╭─ Text shown
Repost: The Big One

Mark Kohut markekohut at yahoo.com
Wed Jul 16 21:24:12 CDT 2008


Thanks, Paul.

I do think I know, worked with some people every day for years, and they
were fragments of people, just as are some in GR...

And in Pynchon's world of doubled down meanings, think of the upside of
'everything connects"....a wholeness beyond fragmentation....

mark


--- On Wed, 7/16/08, Paul Mackin <paul.mackin at verizon.net> wrote:

> From: Paul Mackin <paul.mackin at verizon.net>
> Subject: Re: Repost: The Big One
> To: pynchon-l at waste.org
> Date: Wednesday, July 16, 2008, 1:22 PM
> Mark Kohut wrote:
> > A few obs. 
> >
> > I have often thought that the non-rounded characters
> in much of Pynchon's work is because we real human
> beings aren't too "round" in our current
> degraded world,in Pynchon's worledview.
> >   
> You may be on to something, Mark.
> 
> I remember back about 40 years ago being told that we were 
> ONE-dimensional men.
> 
> In Pynchon's world, however, we are surely more like
> hyper-paranoid men.
> 
> What kind of distinctive character trait would required for
> that?
> 
> Guess I'm talking about GR--don't know what the
> hell happened after that.
> 
> Perhaps characters in the True Land of Paranoia don't
> need much 
> character--we can pretty much forget shapes.
> 
> Getting buffeted around by all those interconnecting forces
> (everything 
> connects) doesn't leave much room for individual
> discretion.
╰─
╭─ Given entries
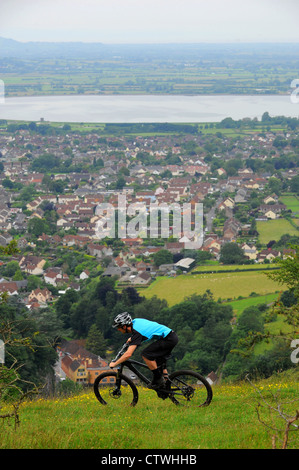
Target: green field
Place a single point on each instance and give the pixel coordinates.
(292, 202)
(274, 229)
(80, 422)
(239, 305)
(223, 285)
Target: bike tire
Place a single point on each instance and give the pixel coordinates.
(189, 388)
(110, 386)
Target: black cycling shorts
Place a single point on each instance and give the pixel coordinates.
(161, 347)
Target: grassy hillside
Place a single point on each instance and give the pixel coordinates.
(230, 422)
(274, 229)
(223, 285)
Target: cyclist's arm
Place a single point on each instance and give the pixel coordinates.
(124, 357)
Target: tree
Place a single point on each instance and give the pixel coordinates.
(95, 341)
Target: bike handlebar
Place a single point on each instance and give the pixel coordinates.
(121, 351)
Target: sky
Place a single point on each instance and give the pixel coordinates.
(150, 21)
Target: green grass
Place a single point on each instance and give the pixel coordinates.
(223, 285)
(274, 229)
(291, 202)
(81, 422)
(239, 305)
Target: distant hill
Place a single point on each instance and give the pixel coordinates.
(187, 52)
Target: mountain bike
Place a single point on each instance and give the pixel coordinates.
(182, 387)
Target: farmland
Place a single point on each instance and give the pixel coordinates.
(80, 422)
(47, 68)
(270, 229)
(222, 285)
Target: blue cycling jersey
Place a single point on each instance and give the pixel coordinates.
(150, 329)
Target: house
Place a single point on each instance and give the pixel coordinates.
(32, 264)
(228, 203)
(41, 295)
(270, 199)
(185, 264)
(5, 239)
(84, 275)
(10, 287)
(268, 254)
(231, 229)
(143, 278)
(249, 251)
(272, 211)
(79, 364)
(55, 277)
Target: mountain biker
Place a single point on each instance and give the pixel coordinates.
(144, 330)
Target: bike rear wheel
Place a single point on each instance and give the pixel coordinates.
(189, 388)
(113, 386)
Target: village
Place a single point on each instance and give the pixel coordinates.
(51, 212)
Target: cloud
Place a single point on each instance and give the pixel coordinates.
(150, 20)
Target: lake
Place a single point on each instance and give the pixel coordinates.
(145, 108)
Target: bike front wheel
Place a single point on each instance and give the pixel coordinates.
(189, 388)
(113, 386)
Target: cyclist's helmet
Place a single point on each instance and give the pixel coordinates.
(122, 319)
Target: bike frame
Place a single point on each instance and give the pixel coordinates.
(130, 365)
╰─
╭─ Given entries
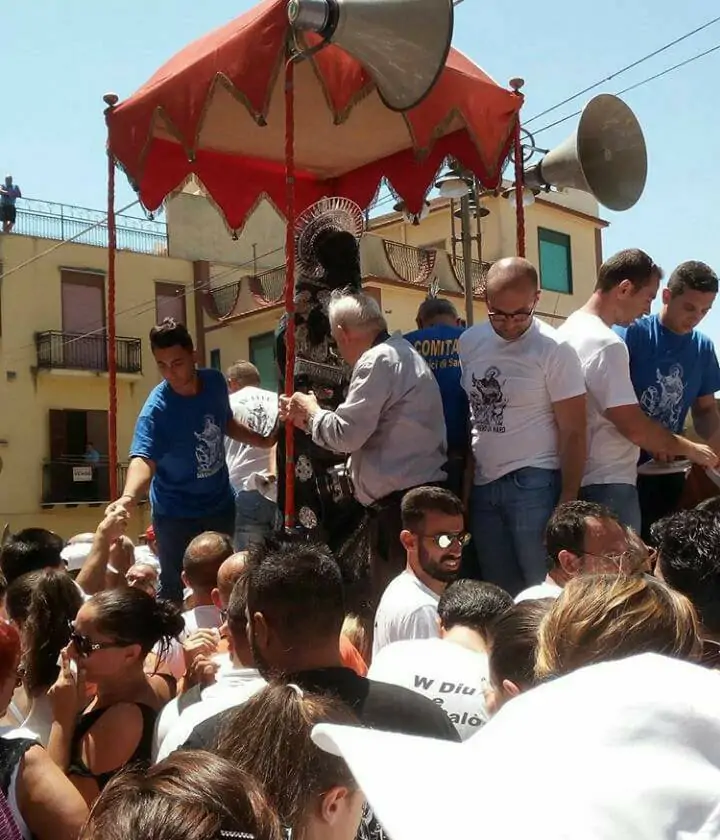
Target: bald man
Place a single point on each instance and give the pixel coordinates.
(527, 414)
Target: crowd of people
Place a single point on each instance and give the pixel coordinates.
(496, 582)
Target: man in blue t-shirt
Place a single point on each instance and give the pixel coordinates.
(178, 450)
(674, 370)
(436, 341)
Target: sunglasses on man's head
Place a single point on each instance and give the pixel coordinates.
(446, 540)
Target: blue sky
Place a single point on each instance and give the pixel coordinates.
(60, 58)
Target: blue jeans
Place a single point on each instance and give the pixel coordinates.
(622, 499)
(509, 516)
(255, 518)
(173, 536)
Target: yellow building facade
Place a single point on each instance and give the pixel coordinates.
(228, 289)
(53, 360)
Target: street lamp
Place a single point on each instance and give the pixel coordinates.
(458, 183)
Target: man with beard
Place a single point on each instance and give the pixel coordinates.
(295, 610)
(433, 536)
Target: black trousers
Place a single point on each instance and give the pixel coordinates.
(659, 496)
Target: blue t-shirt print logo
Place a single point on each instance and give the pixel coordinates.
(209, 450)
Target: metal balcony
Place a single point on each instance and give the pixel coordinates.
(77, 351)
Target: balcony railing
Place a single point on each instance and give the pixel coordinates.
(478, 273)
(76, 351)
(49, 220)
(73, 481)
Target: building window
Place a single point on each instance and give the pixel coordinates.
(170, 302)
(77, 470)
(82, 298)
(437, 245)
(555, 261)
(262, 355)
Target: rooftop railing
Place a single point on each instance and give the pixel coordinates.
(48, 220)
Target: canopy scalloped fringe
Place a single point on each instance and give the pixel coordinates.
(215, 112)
╰─
╭─ Given entries
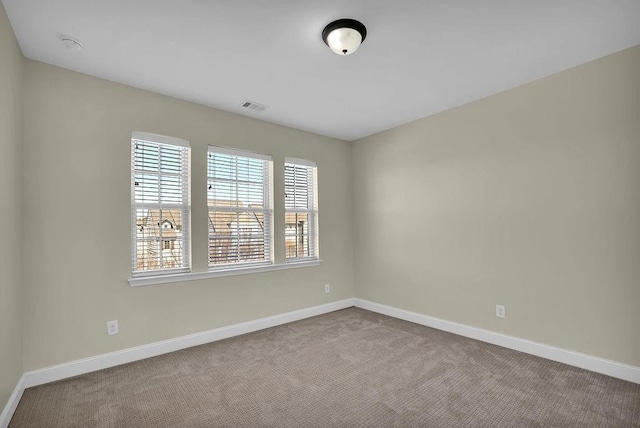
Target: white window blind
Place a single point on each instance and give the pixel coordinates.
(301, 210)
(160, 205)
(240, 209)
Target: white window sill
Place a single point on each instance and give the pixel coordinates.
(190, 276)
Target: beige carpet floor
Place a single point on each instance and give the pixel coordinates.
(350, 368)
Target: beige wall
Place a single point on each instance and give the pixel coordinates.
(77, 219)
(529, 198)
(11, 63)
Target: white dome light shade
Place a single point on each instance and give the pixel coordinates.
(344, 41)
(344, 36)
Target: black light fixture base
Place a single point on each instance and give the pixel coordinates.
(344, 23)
╰─
Directions: In the mailing-list post about Pynchon, what does Paul Mackin remember being told about 40 years ago?

Task result: That we were one-dimensional men.